* _ASSIGNED TASK_
Return the data below unaltered, but strip out the pictures.

* _RECORDS SUPPLIED_

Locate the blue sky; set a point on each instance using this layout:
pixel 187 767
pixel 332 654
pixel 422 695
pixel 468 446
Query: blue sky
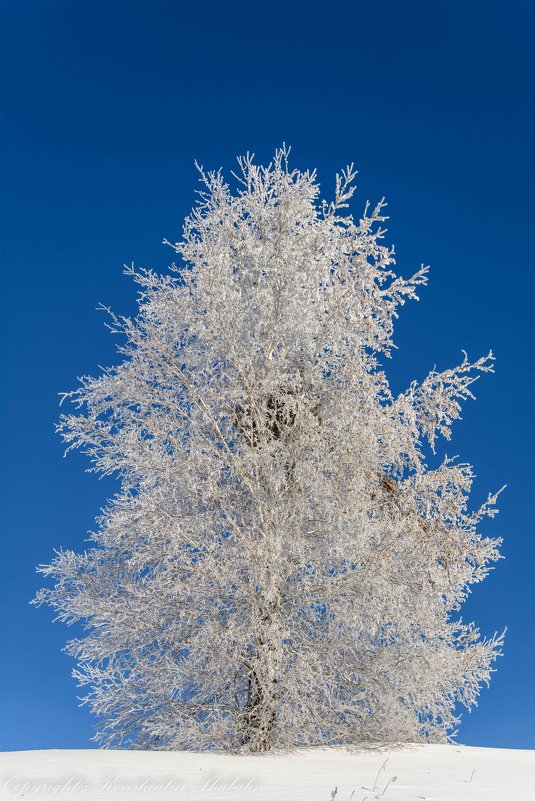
pixel 106 106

* _REPLY TO THE EXERCISE_
Locate the blue sky; set a point on each instance using this layout:
pixel 187 767
pixel 332 654
pixel 422 695
pixel 468 446
Query: blue sky
pixel 106 106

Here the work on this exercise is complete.